**What the exercise asks**
In your copy, include no images, and write out every entry below exactly as it stands.

**Dataset**

-----

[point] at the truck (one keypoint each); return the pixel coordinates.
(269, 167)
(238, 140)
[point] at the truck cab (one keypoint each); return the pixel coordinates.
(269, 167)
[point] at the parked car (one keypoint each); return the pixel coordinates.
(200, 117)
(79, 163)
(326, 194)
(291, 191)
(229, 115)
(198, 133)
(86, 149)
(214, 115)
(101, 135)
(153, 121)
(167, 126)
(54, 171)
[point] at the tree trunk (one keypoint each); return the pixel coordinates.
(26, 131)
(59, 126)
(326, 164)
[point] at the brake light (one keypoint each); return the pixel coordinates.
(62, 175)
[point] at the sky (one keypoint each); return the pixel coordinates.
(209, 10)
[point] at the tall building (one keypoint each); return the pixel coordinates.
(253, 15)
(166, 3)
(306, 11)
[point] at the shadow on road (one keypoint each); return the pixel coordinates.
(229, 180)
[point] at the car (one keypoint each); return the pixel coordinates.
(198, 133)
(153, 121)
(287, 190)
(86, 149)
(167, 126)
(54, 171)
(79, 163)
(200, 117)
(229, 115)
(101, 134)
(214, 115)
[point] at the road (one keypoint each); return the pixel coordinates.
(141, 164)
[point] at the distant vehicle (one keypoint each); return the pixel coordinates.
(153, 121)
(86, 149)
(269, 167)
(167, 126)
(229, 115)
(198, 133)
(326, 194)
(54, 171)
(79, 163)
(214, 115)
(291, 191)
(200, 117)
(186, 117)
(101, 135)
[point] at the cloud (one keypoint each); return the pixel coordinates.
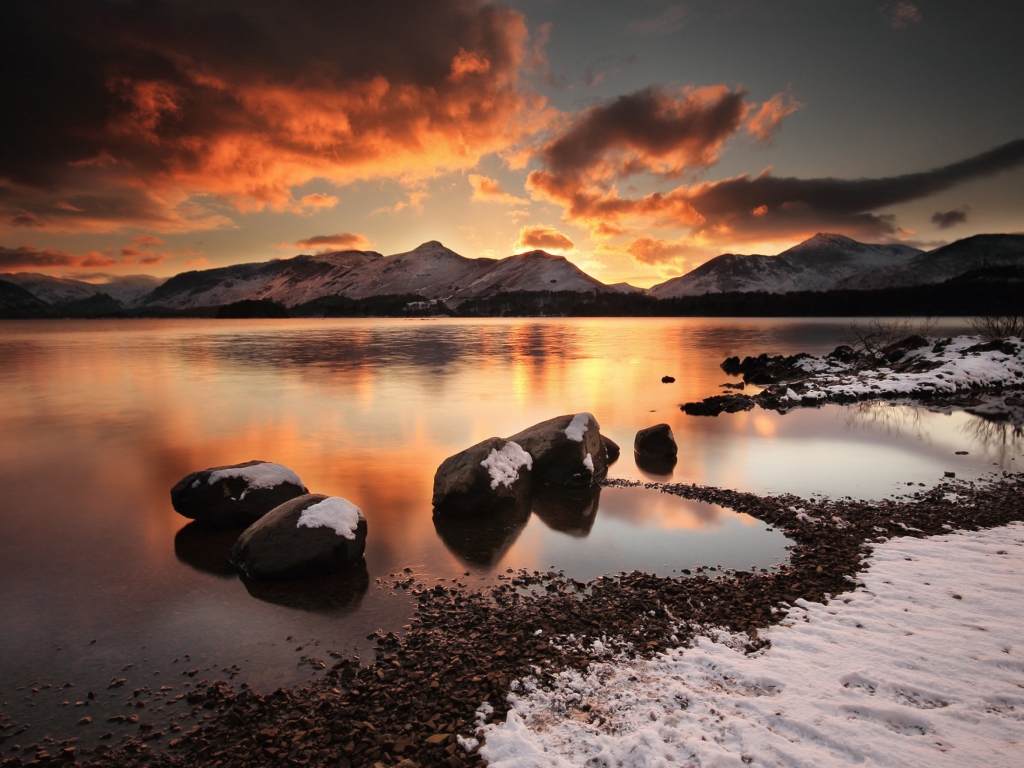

-----

**Answer for this exercise**
[point] at the truck (one keypoint each); return the pixel coordinates.
(269, 167)
(238, 140)
[point] at the truck cab (one keypoint each); return the pixel coordinates.
(269, 167)
[point] at the parked car (one keypoint each); return the pixel coordinates.
(200, 117)
(79, 163)
(326, 194)
(291, 191)
(229, 115)
(198, 133)
(86, 149)
(214, 115)
(101, 135)
(153, 121)
(167, 126)
(54, 171)
[point] at the tree trunk (one keypoint each); return the pixel coordinates.
(26, 131)
(59, 126)
(326, 164)
[point] at the brake light (one keypoint each); return the pixel coordinates.
(62, 175)
[point] at the sky (one keypoint each); return the pixel coordinates.
(209, 10)
[point] at the tall building (one keypoint each); return the pixel coordinates.
(253, 15)
(166, 3)
(306, 11)
[point] at the shadow on road (one keypoint each); return the pixel coordinates.
(229, 180)
[point] at the car (one keypoint each); return the pixel coordinates.
(198, 133)
(153, 121)
(287, 190)
(86, 149)
(167, 126)
(54, 171)
(79, 163)
(200, 117)
(229, 115)
(101, 134)
(214, 115)
[point] at the road (one keypoint each); return the pixel coordinates.
(141, 164)
[point] at the distant vehicle (one keypoint each); return the pixel coordinates.
(153, 121)
(86, 149)
(269, 167)
(167, 126)
(229, 115)
(198, 133)
(326, 194)
(54, 171)
(79, 163)
(214, 115)
(291, 191)
(200, 117)
(186, 117)
(101, 135)
[point] at the cloud (one keypoint each); return the pixel coordinates.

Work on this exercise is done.